**Do this**
Copy out every line of the material below that contains the string "segment". Case counts.
══ Data records
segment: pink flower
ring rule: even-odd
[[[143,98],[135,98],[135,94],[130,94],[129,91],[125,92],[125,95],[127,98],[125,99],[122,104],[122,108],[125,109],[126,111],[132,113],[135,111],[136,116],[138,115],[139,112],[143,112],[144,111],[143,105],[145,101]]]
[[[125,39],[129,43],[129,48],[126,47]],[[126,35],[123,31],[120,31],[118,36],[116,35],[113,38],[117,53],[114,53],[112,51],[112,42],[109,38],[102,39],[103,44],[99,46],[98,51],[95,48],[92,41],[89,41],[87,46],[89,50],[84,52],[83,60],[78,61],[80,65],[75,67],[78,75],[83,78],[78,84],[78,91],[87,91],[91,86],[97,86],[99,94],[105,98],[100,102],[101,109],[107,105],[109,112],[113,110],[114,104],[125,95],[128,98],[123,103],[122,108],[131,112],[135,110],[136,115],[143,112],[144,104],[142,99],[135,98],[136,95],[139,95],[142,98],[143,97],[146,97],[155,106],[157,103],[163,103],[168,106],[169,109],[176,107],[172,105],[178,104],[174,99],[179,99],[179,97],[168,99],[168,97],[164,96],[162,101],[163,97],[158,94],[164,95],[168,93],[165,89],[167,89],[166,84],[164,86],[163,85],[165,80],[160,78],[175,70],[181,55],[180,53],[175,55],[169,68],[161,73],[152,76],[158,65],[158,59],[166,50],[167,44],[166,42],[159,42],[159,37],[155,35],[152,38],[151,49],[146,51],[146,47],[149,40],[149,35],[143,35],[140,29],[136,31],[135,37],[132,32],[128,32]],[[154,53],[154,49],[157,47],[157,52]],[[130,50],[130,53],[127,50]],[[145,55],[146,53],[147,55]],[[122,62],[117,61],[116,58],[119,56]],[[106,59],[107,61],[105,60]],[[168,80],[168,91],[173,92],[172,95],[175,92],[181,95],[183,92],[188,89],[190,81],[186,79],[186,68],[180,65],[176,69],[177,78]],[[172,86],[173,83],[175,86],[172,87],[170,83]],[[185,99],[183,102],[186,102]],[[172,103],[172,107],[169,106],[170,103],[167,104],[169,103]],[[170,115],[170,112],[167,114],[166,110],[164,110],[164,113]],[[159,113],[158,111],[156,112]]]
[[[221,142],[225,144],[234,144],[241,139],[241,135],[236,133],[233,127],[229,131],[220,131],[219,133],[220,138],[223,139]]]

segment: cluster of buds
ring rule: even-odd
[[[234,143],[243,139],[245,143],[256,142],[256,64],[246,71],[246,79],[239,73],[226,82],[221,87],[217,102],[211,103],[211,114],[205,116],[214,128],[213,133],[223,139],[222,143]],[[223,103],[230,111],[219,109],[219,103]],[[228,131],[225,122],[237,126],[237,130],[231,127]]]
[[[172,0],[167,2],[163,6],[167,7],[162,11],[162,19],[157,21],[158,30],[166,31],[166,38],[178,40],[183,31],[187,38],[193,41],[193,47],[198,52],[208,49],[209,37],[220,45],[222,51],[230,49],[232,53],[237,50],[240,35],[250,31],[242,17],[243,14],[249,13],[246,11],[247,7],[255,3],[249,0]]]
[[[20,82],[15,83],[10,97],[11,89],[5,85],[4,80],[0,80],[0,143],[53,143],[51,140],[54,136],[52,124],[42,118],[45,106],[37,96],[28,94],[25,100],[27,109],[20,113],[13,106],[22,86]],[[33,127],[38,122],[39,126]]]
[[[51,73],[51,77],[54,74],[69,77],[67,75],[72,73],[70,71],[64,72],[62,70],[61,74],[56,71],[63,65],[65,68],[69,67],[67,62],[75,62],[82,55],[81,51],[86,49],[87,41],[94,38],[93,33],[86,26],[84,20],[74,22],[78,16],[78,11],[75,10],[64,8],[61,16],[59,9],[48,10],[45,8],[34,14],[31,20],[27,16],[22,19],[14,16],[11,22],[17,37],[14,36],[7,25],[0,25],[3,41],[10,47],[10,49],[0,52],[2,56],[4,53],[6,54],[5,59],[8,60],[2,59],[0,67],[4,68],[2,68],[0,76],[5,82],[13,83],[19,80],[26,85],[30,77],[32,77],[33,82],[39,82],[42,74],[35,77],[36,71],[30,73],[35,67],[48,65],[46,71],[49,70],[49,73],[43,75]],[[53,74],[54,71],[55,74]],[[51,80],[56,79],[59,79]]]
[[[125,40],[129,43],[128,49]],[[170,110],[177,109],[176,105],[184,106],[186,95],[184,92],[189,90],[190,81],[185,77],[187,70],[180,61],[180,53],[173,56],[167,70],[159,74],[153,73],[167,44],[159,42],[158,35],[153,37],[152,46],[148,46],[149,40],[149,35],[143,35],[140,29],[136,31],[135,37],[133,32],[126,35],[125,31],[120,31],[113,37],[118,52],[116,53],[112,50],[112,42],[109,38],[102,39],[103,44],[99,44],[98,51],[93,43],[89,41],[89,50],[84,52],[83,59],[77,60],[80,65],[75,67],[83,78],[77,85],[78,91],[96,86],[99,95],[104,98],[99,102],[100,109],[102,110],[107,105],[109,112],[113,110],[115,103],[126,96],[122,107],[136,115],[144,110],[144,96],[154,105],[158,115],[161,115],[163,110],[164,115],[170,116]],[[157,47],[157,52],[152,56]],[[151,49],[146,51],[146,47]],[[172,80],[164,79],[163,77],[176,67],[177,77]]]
════
**Finished answer**
segment: pink flower
segment: cluster of buds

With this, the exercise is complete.